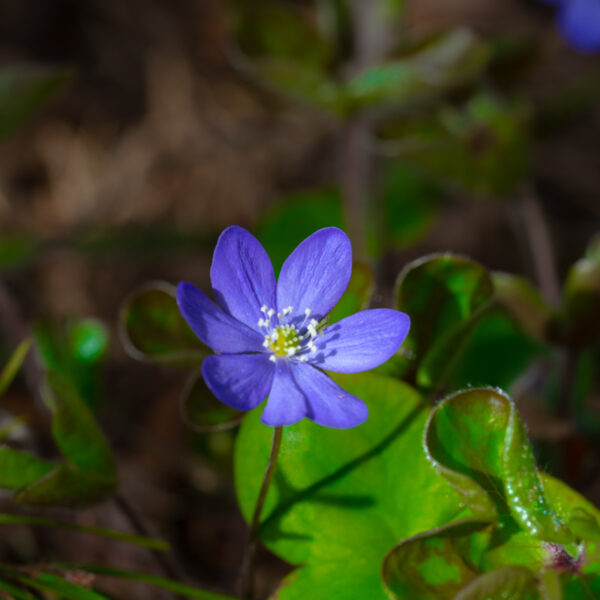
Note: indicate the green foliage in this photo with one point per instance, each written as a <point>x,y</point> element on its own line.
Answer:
<point>445,63</point>
<point>87,474</point>
<point>405,208</point>
<point>496,352</point>
<point>341,499</point>
<point>444,296</point>
<point>136,540</point>
<point>202,411</point>
<point>24,89</point>
<point>76,350</point>
<point>152,328</point>
<point>524,530</point>
<point>492,467</point>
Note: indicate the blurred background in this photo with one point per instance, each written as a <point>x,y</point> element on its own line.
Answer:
<point>132,133</point>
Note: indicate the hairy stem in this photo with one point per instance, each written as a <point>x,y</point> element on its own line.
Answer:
<point>247,567</point>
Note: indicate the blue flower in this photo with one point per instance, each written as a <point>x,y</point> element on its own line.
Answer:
<point>269,336</point>
<point>579,21</point>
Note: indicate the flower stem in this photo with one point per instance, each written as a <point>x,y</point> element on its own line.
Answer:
<point>246,570</point>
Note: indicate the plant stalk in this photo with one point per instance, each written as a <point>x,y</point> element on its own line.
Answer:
<point>247,566</point>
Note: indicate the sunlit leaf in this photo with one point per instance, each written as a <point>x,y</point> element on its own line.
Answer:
<point>505,583</point>
<point>152,328</point>
<point>341,499</point>
<point>444,295</point>
<point>477,441</point>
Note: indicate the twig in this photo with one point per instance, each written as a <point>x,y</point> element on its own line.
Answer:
<point>247,567</point>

....

* Aim: Arrange every line of the items above as a JSON list of strings, one string per line, with blank lines dropped. Leave the picture out of the list.

* Solution to this problem:
[
  "Note: indicate the green foliage in this photo with one point per instance, each written as a <point>x,y</point> element on its own line.",
  "Answer:",
  "<point>445,63</point>",
  "<point>87,474</point>",
  "<point>405,208</point>",
  "<point>496,352</point>",
  "<point>341,499</point>",
  "<point>444,296</point>",
  "<point>136,540</point>",
  "<point>202,411</point>",
  "<point>24,89</point>",
  "<point>76,350</point>",
  "<point>152,328</point>",
  "<point>524,530</point>",
  "<point>492,467</point>",
  "Note: indicate the blurred background in this photo with one point per instance, each written as a <point>x,y</point> element on its own line.",
  "Answer:",
  "<point>132,133</point>",
  "Note: indicate the hairy stem in this photo with one point per instance, each written as a <point>x,y</point> element on its own line.",
  "Answer:",
  "<point>247,567</point>",
  "Note: indicate the blue flower in this photo with one point per instance, each written as a <point>x,y</point> element on its own line.",
  "Answer:",
  "<point>269,336</point>",
  "<point>579,21</point>",
  "Note: indicate the flower stem in this photo with one point per instance, each written as a <point>x,y</point> element on its own line.",
  "Answer:",
  "<point>246,570</point>",
  "Note: indicate the plant stalk in this photo with one point per instance, each written as a <point>x,y</point> element on its own line.",
  "Answer:",
  "<point>247,566</point>",
  "Note: indicate the sunlit leaf in this photo with one point per instance, each written as a <point>x,y</point> element on its own line.",
  "Answer:",
  "<point>505,583</point>",
  "<point>152,328</point>",
  "<point>341,499</point>",
  "<point>444,295</point>",
  "<point>477,441</point>",
  "Note: indicate the twig in this photo with one point per instance, each written as a <point>x,y</point> element on its own line.",
  "Answer:",
  "<point>247,567</point>"
]